▶ **TASK OBJECTIVE**: Only the text belongs in the copy: retype each record exactly as it appears.

++++ SOURCE DATA

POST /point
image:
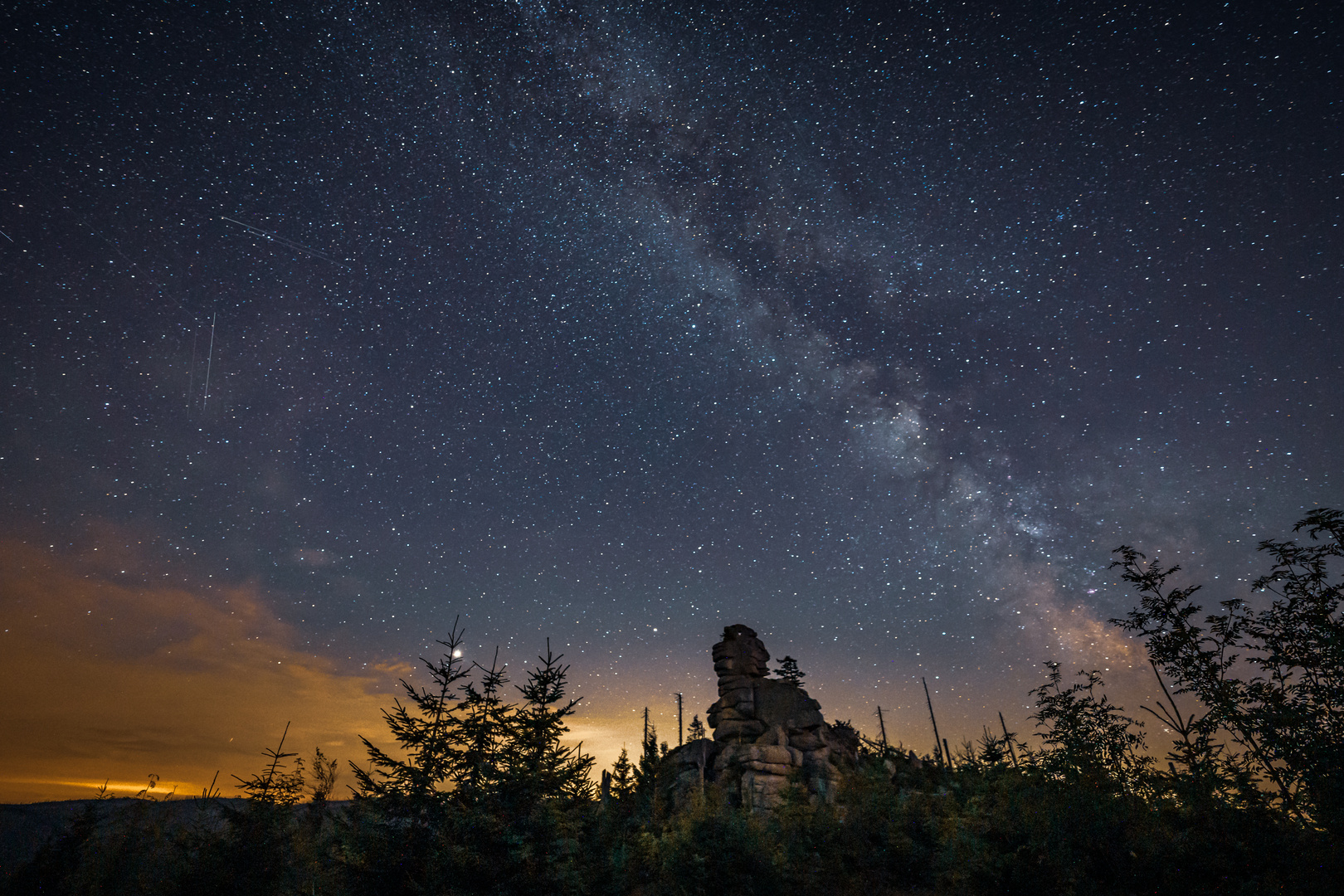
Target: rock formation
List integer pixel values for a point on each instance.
(767, 735)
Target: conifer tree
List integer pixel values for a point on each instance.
(647, 772)
(427, 730)
(622, 777)
(789, 670)
(485, 735)
(542, 766)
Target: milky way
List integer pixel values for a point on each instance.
(874, 329)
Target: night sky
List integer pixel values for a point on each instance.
(874, 328)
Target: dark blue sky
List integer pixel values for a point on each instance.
(873, 328)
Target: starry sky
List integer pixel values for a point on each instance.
(873, 327)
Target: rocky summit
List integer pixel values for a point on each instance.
(767, 735)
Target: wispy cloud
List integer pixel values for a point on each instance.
(106, 680)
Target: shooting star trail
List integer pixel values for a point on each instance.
(210, 358)
(286, 243)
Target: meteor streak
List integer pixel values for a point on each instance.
(286, 243)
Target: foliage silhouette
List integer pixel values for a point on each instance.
(1270, 679)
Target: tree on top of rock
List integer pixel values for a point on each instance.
(696, 728)
(789, 670)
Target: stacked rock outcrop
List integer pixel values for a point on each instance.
(767, 733)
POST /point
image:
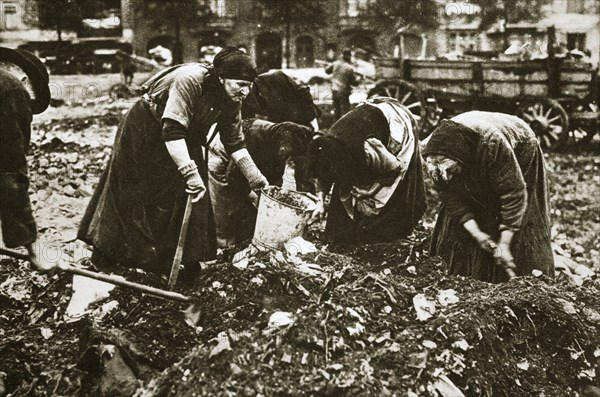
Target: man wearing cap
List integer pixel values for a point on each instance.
(135, 214)
(23, 92)
(342, 80)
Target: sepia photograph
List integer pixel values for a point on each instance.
(319, 198)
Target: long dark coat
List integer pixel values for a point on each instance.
(18, 224)
(269, 145)
(278, 97)
(503, 185)
(339, 158)
(135, 214)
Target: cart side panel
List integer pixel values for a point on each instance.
(575, 79)
(502, 79)
(445, 78)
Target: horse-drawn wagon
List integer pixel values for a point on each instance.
(557, 97)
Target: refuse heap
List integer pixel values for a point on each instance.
(397, 327)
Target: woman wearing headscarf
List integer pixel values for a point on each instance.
(493, 219)
(279, 98)
(272, 146)
(371, 157)
(136, 212)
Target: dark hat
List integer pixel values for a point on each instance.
(452, 140)
(35, 71)
(231, 63)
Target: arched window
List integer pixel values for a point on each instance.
(305, 52)
(268, 51)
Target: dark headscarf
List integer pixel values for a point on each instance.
(452, 140)
(232, 63)
(35, 71)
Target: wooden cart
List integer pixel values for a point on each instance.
(557, 97)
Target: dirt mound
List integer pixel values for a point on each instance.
(357, 333)
(345, 320)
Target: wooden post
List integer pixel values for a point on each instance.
(553, 64)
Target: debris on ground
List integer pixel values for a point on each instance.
(375, 319)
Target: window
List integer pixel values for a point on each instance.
(576, 6)
(10, 16)
(217, 7)
(305, 49)
(355, 7)
(576, 41)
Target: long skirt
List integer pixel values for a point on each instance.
(530, 247)
(134, 217)
(396, 219)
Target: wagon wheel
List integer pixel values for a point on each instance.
(548, 120)
(407, 94)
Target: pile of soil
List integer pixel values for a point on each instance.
(344, 320)
(355, 332)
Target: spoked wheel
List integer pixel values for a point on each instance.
(407, 94)
(548, 120)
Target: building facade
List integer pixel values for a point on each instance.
(191, 28)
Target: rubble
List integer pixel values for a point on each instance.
(345, 324)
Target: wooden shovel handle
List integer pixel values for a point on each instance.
(108, 278)
(181, 243)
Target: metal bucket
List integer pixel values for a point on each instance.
(278, 222)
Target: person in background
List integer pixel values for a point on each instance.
(135, 215)
(342, 80)
(272, 146)
(127, 68)
(371, 157)
(278, 97)
(23, 92)
(494, 218)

++++++++

▶ **FINISHED EXERCISE**:
POST /point
image:
Target: rock formation
List integer pixel values for a point on each instance.
(767, 735)
Target: conifer tree
List integer pixel values for a point on each instance.
(647, 772)
(427, 730)
(622, 777)
(789, 670)
(485, 735)
(542, 766)
Target: milky way
List integer pixel values for a point on each instance.
(874, 329)
Target: night sky
List integer pixel values for a point on each instance.
(874, 328)
Target: dark blue sky
List integer pixel values for a point on each instance.
(873, 328)
Target: starry sky
List integer pixel values for a point on each instance.
(873, 327)
Target: rocky summit
List integer pixel values for a point on each instance.
(767, 735)
Target: wispy cloud
List integer pixel values for a point on each instance.
(106, 680)
Target: shooting star trail
List integer pixel values for a point on each instance.
(210, 358)
(286, 243)
Target: meteor streak
List integer pixel values for a point on each instance.
(286, 243)
Target: foliage silhouette
List integer pixel values for a point on each instance.
(1270, 679)
Target: tree on top of rock
List integer pixel values for a point on each instance.
(696, 728)
(789, 670)
Target: stacked rock outcrop
List integer pixel values for a point on each instance.
(767, 733)
POST /point
image:
Target: man wearing cap
List integer pixel values for a point on each instance.
(135, 214)
(23, 92)
(342, 80)
Target: sepia photograph
List integer pixel values for a point on each instance.
(319, 198)
Target: long dark coat
List integer pixel values for a point on each instance.
(18, 224)
(269, 145)
(278, 97)
(503, 185)
(339, 158)
(135, 214)
Target: cart side panel
List integer pixel values for a point on each instance.
(575, 79)
(502, 79)
(445, 78)
Target: horse-drawn wagon
List integer pixel values for a point on each instance.
(557, 97)
Target: refuse heap
List integer pixel values for a point on each instance.
(397, 327)
Target: woman wearing headscarf
List integer pixel values for a point on each instance.
(493, 219)
(279, 98)
(272, 146)
(371, 157)
(136, 212)
Target: dark hat
List integer pixel values for a point on each instance.
(452, 140)
(35, 71)
(231, 63)
Target: arched window
List integer pixel values for a point on each instance.
(305, 52)
(268, 51)
Target: dark headscarf
List integer pixel values for a point on each instance.
(452, 140)
(232, 63)
(35, 71)
Target: wooden cart
List integer pixel values for a point on each instance.
(557, 97)
Target: dirt mound
List integer pixel values for a point on each instance.
(357, 333)
(345, 320)
Target: wooden post
List integer pixel values for a point on each instance.
(553, 64)
Target: debris on ground
List integer pixel values for a point on each instance.
(375, 319)
Target: window
List integer pixel values for a point on each instance.
(576, 6)
(10, 16)
(217, 7)
(305, 49)
(355, 7)
(576, 41)
Target: long skirt
List integer pixel values for a point on each instance.
(530, 247)
(134, 217)
(396, 219)
Target: wagon wheel
List integer pixel values for a point on each instance.
(548, 120)
(407, 94)
Target: pile of soil
List integer pixel values for a point on each instance.
(344, 320)
(355, 332)
Target: spoked wheel
List integer pixel values for a point on each instance.
(407, 94)
(548, 120)
Target: building facade
List integer pixel values for a point on each instance.
(191, 28)
Target: rubble
List integer pixel values for a point on each instance.
(345, 324)
Target: wooden shovel handle
List integer pixel values for a point on each instance.
(108, 278)
(181, 243)
Target: metal bucket
List integer pixel values for a point on each instance.
(278, 222)
Target: person in background
List integer pixel values for a point on each instance.
(135, 215)
(342, 80)
(272, 146)
(127, 68)
(371, 157)
(278, 97)
(23, 92)
(494, 218)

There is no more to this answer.